** begin SUPPLIED MATERIAL **
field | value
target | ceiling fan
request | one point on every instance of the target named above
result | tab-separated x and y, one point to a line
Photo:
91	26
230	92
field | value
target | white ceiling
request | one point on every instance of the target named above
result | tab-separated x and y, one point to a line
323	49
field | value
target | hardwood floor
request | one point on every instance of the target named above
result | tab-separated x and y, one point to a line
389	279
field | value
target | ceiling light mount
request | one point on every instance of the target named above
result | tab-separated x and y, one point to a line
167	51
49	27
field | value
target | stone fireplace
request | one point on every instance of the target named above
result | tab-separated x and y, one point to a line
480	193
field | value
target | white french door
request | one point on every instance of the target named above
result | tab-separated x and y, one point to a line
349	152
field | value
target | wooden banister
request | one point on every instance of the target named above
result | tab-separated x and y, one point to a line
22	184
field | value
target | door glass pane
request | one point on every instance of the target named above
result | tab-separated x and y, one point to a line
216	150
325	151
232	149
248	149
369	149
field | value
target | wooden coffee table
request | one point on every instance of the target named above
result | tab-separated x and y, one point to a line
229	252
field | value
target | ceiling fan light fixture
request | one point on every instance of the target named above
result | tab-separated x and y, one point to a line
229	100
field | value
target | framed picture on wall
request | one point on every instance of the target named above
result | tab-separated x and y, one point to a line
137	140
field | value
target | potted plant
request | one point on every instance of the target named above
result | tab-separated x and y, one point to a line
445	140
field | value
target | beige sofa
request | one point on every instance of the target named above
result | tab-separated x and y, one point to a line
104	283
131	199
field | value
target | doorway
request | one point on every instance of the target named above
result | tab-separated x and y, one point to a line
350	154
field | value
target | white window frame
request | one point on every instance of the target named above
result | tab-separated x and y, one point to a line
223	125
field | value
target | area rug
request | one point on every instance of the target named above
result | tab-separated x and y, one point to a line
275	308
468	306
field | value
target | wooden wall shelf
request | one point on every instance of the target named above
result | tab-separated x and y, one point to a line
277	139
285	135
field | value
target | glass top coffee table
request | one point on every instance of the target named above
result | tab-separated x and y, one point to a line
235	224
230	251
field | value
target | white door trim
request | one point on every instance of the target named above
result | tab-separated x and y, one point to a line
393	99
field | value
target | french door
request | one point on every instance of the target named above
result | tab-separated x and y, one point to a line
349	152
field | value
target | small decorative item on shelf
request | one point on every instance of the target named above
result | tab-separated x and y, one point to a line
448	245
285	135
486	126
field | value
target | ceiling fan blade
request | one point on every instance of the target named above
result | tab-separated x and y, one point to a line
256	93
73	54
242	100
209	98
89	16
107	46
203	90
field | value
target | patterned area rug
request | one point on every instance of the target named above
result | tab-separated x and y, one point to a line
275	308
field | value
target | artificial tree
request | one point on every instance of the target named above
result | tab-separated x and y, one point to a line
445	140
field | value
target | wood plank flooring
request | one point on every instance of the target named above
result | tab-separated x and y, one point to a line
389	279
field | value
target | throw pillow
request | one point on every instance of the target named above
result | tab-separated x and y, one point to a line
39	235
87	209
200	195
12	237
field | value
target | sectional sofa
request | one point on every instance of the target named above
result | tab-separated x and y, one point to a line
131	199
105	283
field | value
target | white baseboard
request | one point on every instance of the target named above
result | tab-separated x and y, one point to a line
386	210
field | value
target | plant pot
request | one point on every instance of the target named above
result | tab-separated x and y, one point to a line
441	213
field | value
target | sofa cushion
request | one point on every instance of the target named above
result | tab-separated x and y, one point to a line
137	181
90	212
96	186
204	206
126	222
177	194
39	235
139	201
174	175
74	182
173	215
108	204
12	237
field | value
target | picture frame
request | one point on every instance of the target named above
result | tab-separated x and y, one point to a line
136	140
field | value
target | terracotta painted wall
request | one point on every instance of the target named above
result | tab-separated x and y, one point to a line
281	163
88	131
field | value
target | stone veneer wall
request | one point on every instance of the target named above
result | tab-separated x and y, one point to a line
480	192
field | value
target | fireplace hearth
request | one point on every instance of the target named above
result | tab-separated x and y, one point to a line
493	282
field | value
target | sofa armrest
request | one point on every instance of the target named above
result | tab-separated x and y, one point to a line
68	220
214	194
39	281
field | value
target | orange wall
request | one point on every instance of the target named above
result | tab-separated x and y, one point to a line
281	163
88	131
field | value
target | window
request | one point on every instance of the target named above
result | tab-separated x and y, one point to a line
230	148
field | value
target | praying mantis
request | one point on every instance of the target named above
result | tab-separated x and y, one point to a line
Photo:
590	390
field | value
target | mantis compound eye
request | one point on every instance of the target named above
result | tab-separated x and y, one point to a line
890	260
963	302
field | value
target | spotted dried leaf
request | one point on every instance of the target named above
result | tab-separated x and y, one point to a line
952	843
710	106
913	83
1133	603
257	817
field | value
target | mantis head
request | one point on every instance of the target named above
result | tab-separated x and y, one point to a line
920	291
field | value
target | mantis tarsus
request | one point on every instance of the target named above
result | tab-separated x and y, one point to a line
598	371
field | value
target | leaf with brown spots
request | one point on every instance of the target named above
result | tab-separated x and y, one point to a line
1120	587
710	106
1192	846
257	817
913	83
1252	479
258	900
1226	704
** end SUPPLIED MATERIAL **
** begin SUPPLIED MATERIAL **
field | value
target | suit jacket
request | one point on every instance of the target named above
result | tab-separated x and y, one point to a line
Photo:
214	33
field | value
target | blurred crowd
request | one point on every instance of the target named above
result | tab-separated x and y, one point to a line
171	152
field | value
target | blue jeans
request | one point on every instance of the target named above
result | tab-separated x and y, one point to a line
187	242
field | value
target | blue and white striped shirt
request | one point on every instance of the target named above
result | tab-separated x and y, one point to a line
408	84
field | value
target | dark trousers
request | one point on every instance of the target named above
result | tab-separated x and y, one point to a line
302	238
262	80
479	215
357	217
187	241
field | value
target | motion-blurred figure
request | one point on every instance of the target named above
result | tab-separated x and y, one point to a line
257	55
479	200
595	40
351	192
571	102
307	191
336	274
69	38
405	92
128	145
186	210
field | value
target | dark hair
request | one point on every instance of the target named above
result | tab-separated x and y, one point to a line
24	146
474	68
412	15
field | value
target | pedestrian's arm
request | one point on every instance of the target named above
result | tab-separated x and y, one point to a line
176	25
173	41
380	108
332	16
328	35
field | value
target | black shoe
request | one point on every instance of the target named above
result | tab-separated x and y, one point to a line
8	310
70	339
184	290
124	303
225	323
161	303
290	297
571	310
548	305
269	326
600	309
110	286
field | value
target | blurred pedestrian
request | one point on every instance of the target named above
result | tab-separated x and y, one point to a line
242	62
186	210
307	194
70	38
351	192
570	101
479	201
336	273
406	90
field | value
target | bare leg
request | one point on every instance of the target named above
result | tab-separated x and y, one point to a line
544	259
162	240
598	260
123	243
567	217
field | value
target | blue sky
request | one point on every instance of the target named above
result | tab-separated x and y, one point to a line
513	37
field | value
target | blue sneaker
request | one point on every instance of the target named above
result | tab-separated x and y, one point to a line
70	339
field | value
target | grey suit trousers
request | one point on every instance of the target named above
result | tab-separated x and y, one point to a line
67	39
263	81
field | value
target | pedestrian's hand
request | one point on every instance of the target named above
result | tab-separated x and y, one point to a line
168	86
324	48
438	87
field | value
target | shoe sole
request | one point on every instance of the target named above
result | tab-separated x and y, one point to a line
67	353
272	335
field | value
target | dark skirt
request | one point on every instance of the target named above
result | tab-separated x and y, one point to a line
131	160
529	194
** end SUPPLIED MATERIAL **
■ **DIRECTIVE**:
Give only the number of lines in the material above that contain the word "blue".

■ **SOLUTION TO THIS PROBLEM**:
4